• DATA FOR THIS TASK:
....................
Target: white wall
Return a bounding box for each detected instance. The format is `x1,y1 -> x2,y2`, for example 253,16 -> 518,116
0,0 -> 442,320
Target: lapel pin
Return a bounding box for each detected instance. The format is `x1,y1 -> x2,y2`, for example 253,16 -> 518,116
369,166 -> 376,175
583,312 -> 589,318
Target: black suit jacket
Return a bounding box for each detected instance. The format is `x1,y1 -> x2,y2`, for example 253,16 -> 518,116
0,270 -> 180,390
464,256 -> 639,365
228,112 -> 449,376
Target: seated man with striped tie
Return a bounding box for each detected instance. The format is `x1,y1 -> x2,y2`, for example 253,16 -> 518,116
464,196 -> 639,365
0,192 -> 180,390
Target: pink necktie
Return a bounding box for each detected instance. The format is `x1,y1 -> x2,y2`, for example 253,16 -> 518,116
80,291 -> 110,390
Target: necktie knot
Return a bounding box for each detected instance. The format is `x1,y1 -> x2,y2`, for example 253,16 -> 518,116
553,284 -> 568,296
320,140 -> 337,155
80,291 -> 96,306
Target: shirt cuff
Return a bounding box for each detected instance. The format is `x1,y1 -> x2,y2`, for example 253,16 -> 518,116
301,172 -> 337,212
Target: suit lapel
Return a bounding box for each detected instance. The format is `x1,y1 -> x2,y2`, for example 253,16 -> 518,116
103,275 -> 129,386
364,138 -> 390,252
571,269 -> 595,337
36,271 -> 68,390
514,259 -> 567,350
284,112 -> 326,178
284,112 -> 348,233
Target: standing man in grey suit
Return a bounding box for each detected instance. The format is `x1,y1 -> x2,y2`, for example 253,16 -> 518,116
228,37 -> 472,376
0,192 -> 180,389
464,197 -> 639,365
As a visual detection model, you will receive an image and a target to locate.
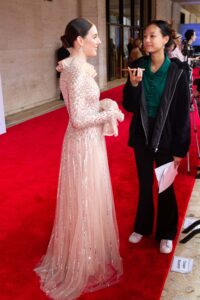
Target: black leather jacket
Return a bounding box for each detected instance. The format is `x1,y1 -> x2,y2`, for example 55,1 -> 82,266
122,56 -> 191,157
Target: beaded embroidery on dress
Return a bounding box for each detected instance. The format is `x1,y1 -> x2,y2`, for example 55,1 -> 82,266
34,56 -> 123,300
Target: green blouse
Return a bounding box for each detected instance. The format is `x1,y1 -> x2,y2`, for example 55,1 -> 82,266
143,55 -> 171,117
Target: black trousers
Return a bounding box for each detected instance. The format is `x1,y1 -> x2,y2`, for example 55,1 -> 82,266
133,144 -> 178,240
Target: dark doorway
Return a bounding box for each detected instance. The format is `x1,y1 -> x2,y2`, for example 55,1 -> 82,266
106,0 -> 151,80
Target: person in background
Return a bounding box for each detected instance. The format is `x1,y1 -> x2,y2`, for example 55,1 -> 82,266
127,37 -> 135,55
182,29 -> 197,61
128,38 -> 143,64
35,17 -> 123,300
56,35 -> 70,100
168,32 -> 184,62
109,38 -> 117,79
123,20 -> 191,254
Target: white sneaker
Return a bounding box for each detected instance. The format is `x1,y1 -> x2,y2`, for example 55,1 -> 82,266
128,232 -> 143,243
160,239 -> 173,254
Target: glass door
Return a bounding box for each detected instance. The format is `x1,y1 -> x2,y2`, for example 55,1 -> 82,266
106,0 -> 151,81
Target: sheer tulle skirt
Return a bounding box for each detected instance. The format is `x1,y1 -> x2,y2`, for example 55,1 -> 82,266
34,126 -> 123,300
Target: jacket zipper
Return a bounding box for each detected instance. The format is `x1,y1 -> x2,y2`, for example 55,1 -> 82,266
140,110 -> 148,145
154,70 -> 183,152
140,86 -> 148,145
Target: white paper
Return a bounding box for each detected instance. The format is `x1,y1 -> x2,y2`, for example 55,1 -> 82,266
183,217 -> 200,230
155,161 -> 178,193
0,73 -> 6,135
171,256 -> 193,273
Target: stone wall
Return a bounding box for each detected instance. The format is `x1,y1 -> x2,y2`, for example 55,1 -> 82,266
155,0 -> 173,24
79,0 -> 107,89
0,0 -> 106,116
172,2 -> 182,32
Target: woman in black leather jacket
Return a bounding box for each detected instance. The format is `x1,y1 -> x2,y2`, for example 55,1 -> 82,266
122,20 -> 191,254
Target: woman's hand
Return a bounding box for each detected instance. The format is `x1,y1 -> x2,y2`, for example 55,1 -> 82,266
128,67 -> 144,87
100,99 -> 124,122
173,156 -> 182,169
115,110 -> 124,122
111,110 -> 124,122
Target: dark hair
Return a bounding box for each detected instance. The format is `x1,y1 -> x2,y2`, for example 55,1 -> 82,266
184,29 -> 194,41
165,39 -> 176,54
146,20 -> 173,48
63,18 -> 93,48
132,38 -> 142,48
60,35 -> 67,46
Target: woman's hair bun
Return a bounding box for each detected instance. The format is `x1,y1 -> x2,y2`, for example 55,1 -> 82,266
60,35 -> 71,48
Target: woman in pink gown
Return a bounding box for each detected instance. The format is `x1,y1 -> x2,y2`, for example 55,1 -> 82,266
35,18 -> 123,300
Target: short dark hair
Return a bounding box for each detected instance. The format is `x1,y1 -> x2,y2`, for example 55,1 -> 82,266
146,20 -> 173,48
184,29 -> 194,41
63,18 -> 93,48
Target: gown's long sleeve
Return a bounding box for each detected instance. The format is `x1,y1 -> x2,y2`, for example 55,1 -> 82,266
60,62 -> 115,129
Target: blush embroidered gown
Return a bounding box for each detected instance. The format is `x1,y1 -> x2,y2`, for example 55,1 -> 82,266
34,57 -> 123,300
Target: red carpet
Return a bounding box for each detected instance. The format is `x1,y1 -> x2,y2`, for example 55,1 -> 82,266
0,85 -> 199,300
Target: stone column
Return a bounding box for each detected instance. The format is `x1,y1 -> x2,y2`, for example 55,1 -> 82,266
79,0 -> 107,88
....................
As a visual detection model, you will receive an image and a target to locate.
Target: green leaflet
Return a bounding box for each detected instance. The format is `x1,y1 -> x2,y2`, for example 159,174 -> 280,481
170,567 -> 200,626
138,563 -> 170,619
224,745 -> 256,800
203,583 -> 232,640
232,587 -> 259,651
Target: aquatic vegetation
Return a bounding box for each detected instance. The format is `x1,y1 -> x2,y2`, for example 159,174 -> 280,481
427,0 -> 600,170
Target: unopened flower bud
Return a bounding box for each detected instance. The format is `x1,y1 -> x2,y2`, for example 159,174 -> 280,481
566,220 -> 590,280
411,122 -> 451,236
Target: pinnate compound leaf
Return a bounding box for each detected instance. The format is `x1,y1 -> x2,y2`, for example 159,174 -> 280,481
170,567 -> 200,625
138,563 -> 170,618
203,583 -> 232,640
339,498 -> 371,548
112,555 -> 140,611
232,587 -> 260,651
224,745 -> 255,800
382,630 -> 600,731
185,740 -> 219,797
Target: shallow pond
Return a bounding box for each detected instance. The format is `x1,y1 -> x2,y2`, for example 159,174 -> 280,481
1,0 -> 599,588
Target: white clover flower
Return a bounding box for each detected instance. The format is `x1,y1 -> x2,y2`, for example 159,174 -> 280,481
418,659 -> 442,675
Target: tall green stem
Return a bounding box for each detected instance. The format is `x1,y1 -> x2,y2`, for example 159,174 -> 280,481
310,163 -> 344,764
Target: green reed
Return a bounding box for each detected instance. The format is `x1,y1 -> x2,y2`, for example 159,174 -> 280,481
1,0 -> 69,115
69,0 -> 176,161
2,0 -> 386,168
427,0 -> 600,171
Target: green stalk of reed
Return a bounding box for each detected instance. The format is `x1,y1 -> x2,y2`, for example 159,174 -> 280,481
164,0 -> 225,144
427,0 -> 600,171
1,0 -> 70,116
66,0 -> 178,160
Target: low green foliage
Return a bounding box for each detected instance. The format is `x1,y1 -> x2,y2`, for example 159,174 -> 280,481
....................
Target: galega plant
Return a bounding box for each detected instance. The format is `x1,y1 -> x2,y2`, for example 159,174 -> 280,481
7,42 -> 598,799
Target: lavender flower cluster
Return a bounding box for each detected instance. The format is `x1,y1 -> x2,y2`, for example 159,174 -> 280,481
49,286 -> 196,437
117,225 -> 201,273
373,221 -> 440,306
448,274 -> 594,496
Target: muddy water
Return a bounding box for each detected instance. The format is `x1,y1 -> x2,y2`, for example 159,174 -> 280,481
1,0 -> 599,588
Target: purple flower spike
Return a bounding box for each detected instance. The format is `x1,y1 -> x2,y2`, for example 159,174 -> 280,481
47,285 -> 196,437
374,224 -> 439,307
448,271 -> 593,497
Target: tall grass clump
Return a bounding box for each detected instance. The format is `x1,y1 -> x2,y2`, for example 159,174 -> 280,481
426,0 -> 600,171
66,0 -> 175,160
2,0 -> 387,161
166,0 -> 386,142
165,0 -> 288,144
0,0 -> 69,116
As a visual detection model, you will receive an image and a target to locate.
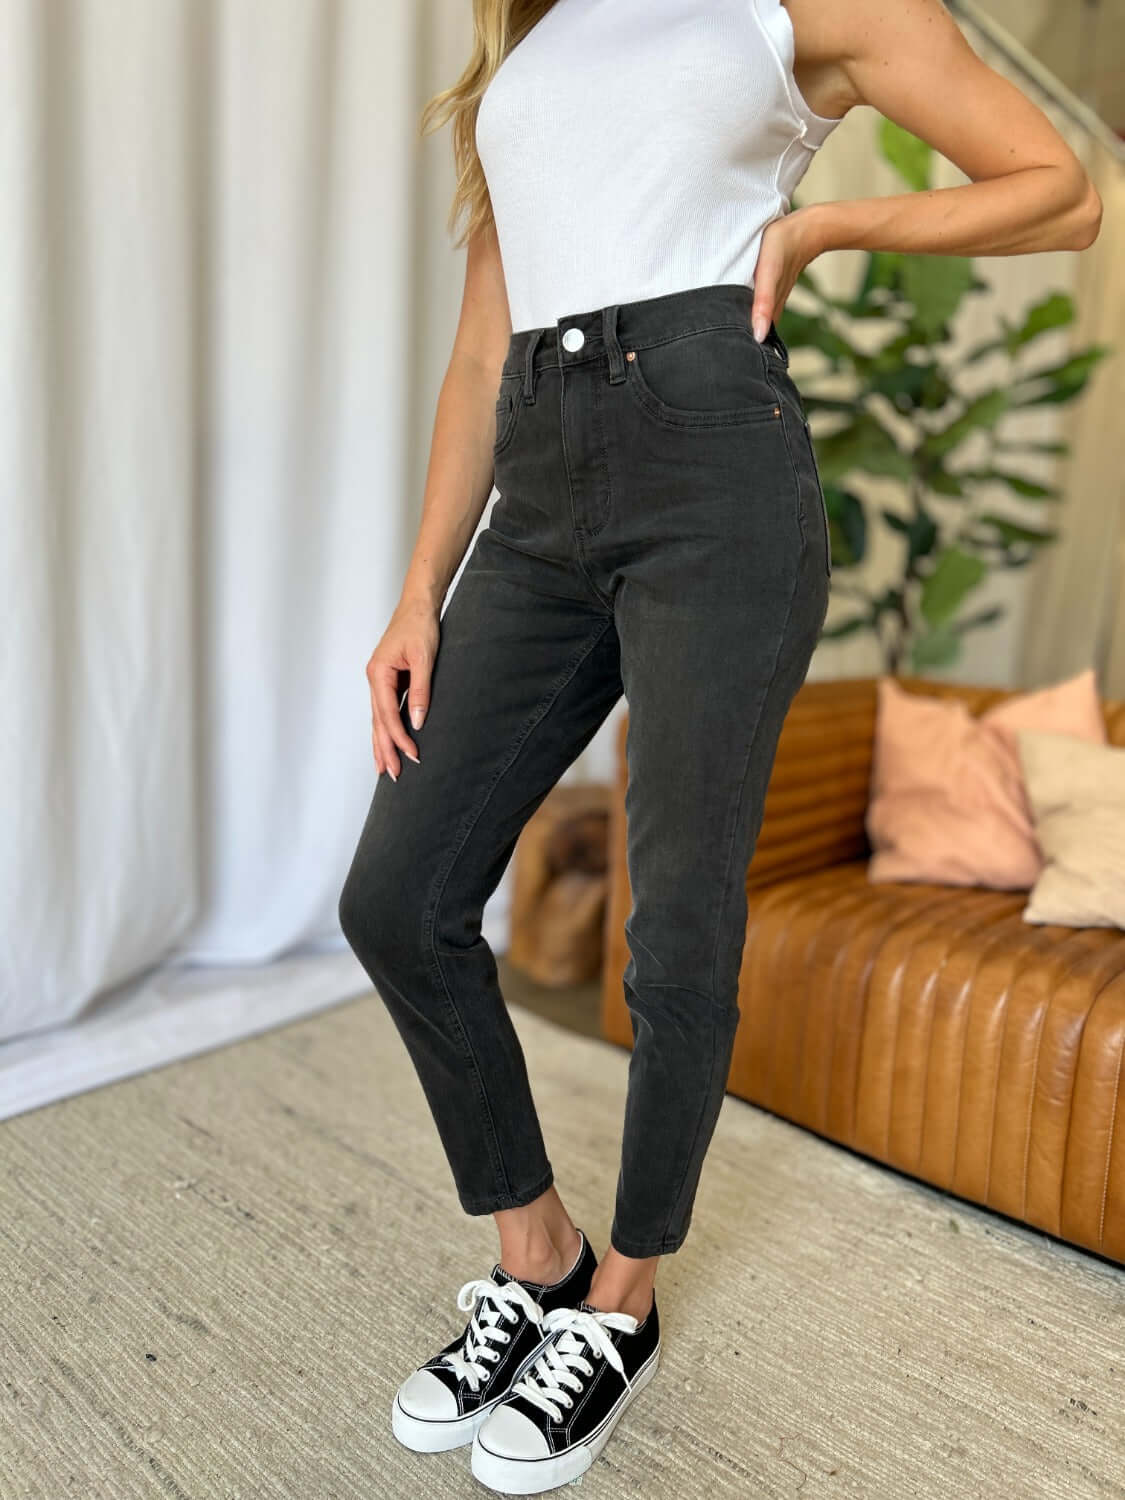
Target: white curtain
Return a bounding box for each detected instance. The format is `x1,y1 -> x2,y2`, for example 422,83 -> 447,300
....................
• PROBLEM DESCRIPTION:
Would you please repeat exactly the lines above, starting at the line with "Target: muddy water" and stopping at the line with "Target: tall grass clump", both included?

• SOLUTION:
Target: muddy water
Return a bounding box for each detected instance. The format is `x1,y1 -> x2,y2`, for example 159,174 -> 280,481
1,0 -> 599,588
Target: purple flower spike
Return a bounding box for each detected instance. The format is `x1,y1 -> x2,y2`, for example 159,174 -> 280,481
47,285 -> 196,437
374,224 -> 439,307
448,271 -> 593,497
Target: tall grass clump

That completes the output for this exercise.